§ INSTRUCTIONS TO FOLLOW: Copy every entry exactly.

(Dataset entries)
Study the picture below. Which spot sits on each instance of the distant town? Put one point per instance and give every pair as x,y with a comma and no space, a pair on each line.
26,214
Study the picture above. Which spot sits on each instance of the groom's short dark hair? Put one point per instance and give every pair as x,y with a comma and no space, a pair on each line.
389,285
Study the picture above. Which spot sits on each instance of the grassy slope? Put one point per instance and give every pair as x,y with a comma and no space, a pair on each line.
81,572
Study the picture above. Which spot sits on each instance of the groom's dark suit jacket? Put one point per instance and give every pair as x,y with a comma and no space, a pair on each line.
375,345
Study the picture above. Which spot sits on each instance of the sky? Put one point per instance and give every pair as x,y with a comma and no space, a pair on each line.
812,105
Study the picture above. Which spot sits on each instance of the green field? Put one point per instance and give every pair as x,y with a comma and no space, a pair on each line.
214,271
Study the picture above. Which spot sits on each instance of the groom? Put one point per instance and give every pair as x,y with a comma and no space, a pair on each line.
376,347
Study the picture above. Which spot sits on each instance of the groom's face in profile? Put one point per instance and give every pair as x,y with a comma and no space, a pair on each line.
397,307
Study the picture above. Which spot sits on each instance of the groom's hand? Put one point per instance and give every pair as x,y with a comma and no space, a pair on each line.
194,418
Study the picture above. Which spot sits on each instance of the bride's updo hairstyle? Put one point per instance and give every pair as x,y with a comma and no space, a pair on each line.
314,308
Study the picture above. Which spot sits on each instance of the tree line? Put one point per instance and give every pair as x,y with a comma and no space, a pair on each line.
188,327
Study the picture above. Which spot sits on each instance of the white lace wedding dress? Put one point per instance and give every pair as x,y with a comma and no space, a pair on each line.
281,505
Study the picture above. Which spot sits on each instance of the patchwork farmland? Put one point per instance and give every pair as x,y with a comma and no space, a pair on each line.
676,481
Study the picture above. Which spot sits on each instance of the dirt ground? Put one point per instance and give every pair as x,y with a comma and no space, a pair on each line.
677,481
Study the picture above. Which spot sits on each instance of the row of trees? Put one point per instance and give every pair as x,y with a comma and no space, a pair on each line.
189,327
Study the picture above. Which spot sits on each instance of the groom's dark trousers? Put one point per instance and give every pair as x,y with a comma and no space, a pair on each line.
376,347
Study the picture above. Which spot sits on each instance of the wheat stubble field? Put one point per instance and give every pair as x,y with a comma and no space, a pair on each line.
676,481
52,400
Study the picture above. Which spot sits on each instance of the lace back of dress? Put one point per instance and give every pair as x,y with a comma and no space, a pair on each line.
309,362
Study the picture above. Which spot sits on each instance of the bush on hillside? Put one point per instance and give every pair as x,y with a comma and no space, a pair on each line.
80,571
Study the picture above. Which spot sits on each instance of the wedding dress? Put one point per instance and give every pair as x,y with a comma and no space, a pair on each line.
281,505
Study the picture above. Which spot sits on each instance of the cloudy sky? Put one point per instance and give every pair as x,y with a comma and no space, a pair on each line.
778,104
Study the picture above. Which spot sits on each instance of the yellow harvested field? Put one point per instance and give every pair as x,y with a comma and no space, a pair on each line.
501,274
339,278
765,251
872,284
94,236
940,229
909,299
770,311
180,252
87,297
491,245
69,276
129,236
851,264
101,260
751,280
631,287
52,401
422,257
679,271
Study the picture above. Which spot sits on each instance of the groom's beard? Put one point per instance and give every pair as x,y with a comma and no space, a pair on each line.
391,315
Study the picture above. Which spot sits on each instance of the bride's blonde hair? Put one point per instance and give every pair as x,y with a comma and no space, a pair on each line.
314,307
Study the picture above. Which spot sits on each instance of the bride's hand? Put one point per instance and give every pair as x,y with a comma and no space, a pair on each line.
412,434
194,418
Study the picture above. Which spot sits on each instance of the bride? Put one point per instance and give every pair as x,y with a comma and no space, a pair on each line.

§ TASK OUTPUT:
Study the picture below. Which spot sits on each instance of the distant town? Put one point per instance and give every pair as x,y with a comma and no space, a pair on each line.
26,214
Study the picture above. Which spot sits on each instance of the groom's short dark hair? Put one point per instance and give every pair as x,y with a comma and no space, a pair on each line.
389,285
Study the picture above. Which spot sits on each instance of the grassy slope? Put one point per instance and give every pair as x,y with a comma and no space, a pair on each line.
81,572
Study the picture above. Which spot sits on each instance of the groom's dark suit jacket? Put one point per instance and give every pair as x,y with a comma and no space, a pair on each line.
375,345
Study the picture above. Which spot sits on each instance of the sky? Put one point per instance and give every pair as x,y with a comma and no space, a pair on each line.
812,105
Study the picture above. Which spot sits on each instance of the green field? Put one point per instance and give every pair as x,y with a comma and no space, a pair on each line.
214,271
Study the picture above. Which spot sits on each instance of the groom? Put one point per instance and give every pair as x,y with a comma and no space, a pair on each line.
376,347
Study the picture above. Which spot sits on each instance of the groom's face in profile? Put one point per instance and give every pair as x,y with a comma and no space, a pair on each line.
397,307
Study the picture above. Which spot sits on each instance of the groom's hand? Put one point per instance and give every pair as x,y with a comma and no space, a pair on each line.
194,418
Study the picture above. Which spot sits on each instance of the bride's updo hairstyle? Put one point per instance and give every pair as x,y with a comma and no space, a pair on each line.
314,308
Study the picture above. Which spot sits on each instance of the tree line? Put one point per instance and give every pair as x,y with a comma and no space, a pair on each line.
188,327
Study the picture above. Which spot sits on each instance of the white lace wedding dress? Put one point per instance and give every pair as x,y with a comma and no space, a pair on each line.
281,505
Study the picture above. Which spot sits on each instance of the patchwork farmland? Put one point per instance and give every pair as x,y with a comma and no space, a pair on each line.
676,481
Study the picture above. Which spot sits on each instance of the dirt ground? Put one point per instance and give every pair as x,y with a comma and no space, a pair on each line.
677,481
Study the picture above. Which spot sits on each instance of the row of trees? Put one point per instance and give every pair as x,y with a comma and no space, a pair on each line.
189,327
Study the picture above. Which spot sits on each instance of the groom's dark trousers? Put one point per instance and give every pair as x,y with a comma and no space, a pair on each line.
376,347
Study the picture above. Which spot sits on each instance of the wheat stubble field? Put one point per instance and give every pair as x,y with a comma and no space, a pair on each line.
676,481
52,400
Study the picture above. Which spot sits on each instance of the lace back of dress? Put one point per instance and give every pair as x,y with a comma and no space, a pair on each line.
309,362
Study the picture above. Which spot sits on each instance of the bush on hillside? Put one point per instance and give every pair as x,y with a comma and no space, a pair on each line.
80,571
Study the picture above. Which spot sits on each instance of the wedding dress? Put one point per instance and give every pair as x,y with a comma and no space, a pair on each line.
281,505
Study the picture above. Which spot sits on each instance of the cloudy sky? Put one point per instance and give every pair as x,y with a comma and no space, a pair on each line.
778,104
Study the picture above. Which spot sits on each instance of the yellow harvested field? Put one point per instance and give every pair as x,y with a comma and no space, a pair on each line.
501,274
339,278
765,251
872,284
94,236
940,229
909,299
770,311
180,252
87,297
491,245
69,276
129,236
851,264
101,260
751,280
631,287
52,401
422,257
679,271
Study the picture above. Which spot sits on each instance of the groom's beard? Put one point per instance and give every pair as x,y with a comma and no space, a pair on each line.
391,315
Study the picture above. Which spot sits on each instance of the bride's blonde hair? Put one point per instance and give every pair as x,y with a comma and no space, a pair on each line.
314,307
Study the picture above. Which spot sits on each instance of the bride's hand? Put one point per instance and give every pair as x,y with a comma and no space, a pair on each line.
412,434
194,418
Study the picture above. Which spot sits on each instance of the bride? Put one point per instance and give every pair as x,y with a comma and no space, a pair on each line.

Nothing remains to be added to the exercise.